EXERCISE GOAL
Convert the whole listing below into a two-column CSV with the header row text,answer. Give one row for each line of text and its points, with every field in double quotes and any line breaks replaced by spaces, and leave out the pictures.

EXTRACTED INFORMATION
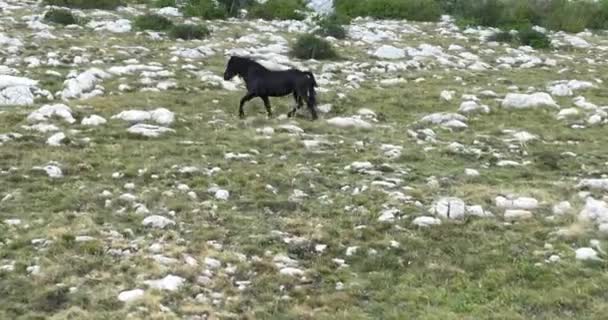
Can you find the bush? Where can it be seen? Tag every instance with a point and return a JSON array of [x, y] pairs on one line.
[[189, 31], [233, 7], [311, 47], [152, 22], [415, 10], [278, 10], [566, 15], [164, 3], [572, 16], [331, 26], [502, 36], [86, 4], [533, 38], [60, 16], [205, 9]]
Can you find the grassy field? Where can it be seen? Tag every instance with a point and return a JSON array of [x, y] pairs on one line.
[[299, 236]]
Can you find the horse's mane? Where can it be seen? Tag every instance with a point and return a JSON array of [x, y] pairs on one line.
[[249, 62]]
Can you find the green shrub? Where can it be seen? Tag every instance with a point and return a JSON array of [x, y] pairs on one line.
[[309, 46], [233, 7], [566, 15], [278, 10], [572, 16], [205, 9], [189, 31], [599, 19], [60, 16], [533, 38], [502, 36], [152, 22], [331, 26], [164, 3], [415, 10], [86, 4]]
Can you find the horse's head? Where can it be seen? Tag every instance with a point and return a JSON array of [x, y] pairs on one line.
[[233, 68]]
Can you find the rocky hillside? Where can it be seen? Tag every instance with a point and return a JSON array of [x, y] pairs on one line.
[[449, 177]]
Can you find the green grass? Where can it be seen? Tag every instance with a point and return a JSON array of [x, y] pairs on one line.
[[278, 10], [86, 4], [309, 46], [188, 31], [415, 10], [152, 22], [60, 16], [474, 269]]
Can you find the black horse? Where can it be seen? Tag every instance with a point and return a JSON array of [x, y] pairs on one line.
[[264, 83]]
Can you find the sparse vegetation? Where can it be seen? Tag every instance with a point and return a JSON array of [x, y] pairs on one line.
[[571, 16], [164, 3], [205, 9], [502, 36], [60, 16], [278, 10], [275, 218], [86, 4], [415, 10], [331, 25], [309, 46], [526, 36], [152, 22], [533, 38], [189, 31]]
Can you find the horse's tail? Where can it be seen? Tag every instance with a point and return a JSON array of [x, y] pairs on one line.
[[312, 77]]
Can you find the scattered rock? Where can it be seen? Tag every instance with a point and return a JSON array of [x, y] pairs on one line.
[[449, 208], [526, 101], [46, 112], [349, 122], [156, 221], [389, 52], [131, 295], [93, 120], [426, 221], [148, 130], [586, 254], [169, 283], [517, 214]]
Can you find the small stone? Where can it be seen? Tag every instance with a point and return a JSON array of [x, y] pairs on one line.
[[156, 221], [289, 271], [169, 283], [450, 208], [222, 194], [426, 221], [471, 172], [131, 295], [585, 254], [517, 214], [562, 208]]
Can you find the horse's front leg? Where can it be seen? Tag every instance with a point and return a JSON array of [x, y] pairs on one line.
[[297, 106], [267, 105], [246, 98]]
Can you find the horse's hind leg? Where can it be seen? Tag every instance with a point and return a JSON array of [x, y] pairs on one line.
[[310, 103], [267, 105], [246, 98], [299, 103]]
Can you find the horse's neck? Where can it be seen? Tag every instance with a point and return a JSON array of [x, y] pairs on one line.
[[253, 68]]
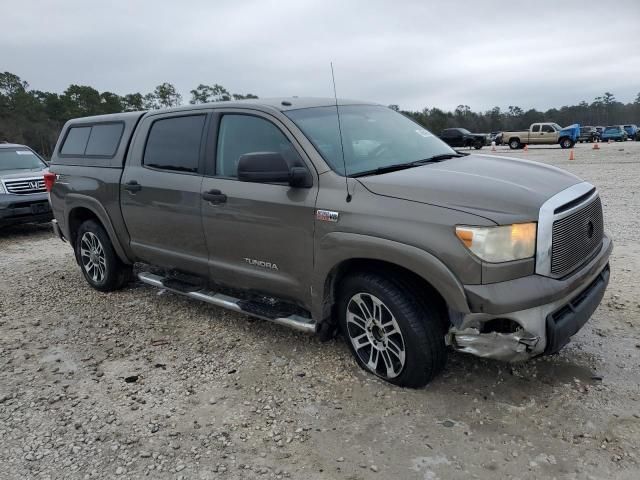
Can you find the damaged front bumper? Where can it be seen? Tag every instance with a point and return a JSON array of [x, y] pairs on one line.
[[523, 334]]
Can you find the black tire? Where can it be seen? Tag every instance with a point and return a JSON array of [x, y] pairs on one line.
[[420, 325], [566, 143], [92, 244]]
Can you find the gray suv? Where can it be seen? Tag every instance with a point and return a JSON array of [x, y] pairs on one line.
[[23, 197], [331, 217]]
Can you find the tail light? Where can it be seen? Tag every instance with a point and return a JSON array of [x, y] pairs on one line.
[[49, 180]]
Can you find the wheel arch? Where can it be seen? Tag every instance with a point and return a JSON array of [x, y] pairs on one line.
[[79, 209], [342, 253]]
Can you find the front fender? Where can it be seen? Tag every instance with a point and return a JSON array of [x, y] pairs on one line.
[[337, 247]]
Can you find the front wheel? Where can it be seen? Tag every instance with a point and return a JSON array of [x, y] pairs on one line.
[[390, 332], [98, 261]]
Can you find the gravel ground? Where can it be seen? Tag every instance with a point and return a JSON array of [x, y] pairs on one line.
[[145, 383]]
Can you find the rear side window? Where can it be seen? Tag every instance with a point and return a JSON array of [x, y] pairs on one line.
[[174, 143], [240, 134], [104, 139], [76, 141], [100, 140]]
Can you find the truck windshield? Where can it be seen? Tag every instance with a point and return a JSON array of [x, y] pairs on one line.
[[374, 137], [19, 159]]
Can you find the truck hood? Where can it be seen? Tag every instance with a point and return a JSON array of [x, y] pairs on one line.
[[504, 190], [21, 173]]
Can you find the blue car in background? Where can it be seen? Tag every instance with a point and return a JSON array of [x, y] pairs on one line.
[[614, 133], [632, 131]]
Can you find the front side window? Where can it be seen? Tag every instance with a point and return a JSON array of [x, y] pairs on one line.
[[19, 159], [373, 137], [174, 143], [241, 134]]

EXERCISE SOLUTION
text,answer
"Can you find the bush? Where can it be seen? Tag every instance with a point and return a JSON array of [x, y] pairs on one line.","[[189, 31], [233, 7], [311, 47], [152, 22], [415, 10], [278, 10], [566, 15], [164, 3], [572, 16], [331, 26], [502, 36], [86, 4], [533, 38], [60, 16], [205, 9]]"
"Can you find the grassy field? Where can it be seen? Tag every instance with a point and return a JSON array of [x, y] pairs on one line.","[[299, 236]]"
"Can you find the horse's mane? Where can it be seen? Tag every instance with a point and return a JSON array of [x, y] pairs on one line.","[[249, 62]]"
"Can you find the green shrub? Where can it be seen? Tag every instance with a point and return a JSON array of [x, y] pairs on one line.","[[309, 46], [233, 7], [566, 15], [278, 10], [572, 16], [205, 9], [189, 31], [599, 19], [60, 16], [533, 38], [502, 36], [152, 22], [331, 26], [164, 3], [415, 10], [86, 4]]"
"Can you find the horse's head? Where can it be seen? Tag every instance with a point and return a JSON array of [x, y] pairs on one line.","[[233, 68]]"
"Can you find the rocky hillside? Where can it be seen? Tag every instance with a point and return a JSON array of [x, y] pairs on one line.","[[449, 177]]"
"Can you find the green grass? Where can it be seen? Tag every instance with a point and return a JSON array of [x, y] pairs on one line.","[[278, 10], [86, 4], [309, 46], [188, 31], [415, 10], [152, 22], [60, 16], [474, 269]]"
"Can you find the black horse? Where can it be seen? Tag every instance with a point and return a JSON array of [x, y] pairs on one line.","[[264, 83]]"
"Can you find the sparse vegetation? Where can it be seen? Tag every instance with a point and return a JSON array of [x, y] pairs on one line.","[[571, 16], [164, 3], [205, 9], [502, 36], [60, 16], [278, 10], [275, 218], [86, 4], [415, 10], [331, 25], [309, 46], [526, 36], [152, 22], [533, 38], [189, 31]]"
"Can you find the horse's tail? Where can it be seen? Tag every instance with a point and return a JSON array of [x, y] pairs on one line.","[[312, 77]]"
"Can you find the scattered rock? Where can it be seen? Tag every instance with a point and return a JSON array of [x, y] pairs on one line.","[[449, 208], [526, 101], [46, 112], [349, 122], [156, 221], [389, 52], [131, 295], [93, 120], [426, 221], [148, 130], [586, 254], [169, 283], [517, 214]]"
"Can you find the small stone? Where can it be seen? Tag every instance with a point and return a JSON array of [x, y] pairs on one line.","[[156, 221], [289, 271], [169, 283], [450, 208], [222, 194], [426, 221], [471, 172], [131, 295], [585, 254], [517, 214], [562, 208]]"
"Can you find the horse's front leg? Where can it be seen? Tag every instance with a point and return a JSON array of [x, y] pairs on one line.","[[297, 106], [267, 105], [246, 98]]"
"Can you find the horse's hind leg? Where can it be seen? Tag every instance with a point and return a JSON array of [x, y] pairs on one line.","[[310, 103], [267, 105], [246, 98], [299, 103]]"
"Can you find the horse's neck? Where can it be seen? Tag every instance with a point and return a JSON array of [x, y] pairs on one line.","[[253, 68]]"
"Can you find the damaged front bumper? Where can it be seen? Tag every instance with a point and return a JSON array of [x, y] pairs on one line.","[[523, 334]]"
"Can you find the black tire? Where can it be seen? Tag every instance with a point and return a JSON array of [x, y] pairs on one line.","[[420, 325], [566, 143], [92, 244]]"
"Can you find the gray suv? Where can it be seen? Tag every instance with a point and return a JSON array of [x, y] pairs on one line.","[[23, 197], [331, 217]]"
"Can you find the tail light? Where can it be seen? Tag every instance with a point and return a JSON array of [x, y] pairs on one line.","[[49, 180]]"
"Can you find the wheel arch? Where can it be seen? Tag every instance with a point and return a JSON array of [x, y] pairs on one line.","[[79, 209], [342, 253]]"
"Can you find the front fender? Where can it be seen? Tag every instance with a point and return a JSON array of [x, y] pairs on one line.","[[337, 247]]"
"Can you find the front wheel? Where can it be seen? Tag every instance with a point and return a JSON array of [x, y] pairs on one line.","[[390, 332], [98, 261]]"
"Can you find the gravel ground? Where can it be seen? Tag every instance with a point and return a JSON array of [x, y] pairs on one line.","[[145, 383]]"
"Can you find the rear side window? Where can it be seen? Tag every instance with a point and return a JSON array of [x, y] pairs on one line.","[[174, 143], [240, 134], [104, 139], [76, 141], [100, 140]]"
"Can you find the truck windshield? Where can it be seen? Tag every instance with a point and return a JSON array of [x, y] pairs on one line.","[[374, 137], [19, 159]]"
"Can you find the truck hood? Where can it be seen? Tag every instance with a point and return a JSON array of [x, y] pairs on one line.","[[504, 190], [21, 173]]"
"Can you find the blue car in background? Where can it be seen? Tag every instance with a point and return a JSON array of [x, y] pairs on one line.","[[614, 133], [632, 131]]"
"Can you find the front side window? Where can it be seen? Tag every instance with a point and return a JSON array of [x, y] pairs on one line.","[[19, 159], [373, 137], [174, 143], [241, 134]]"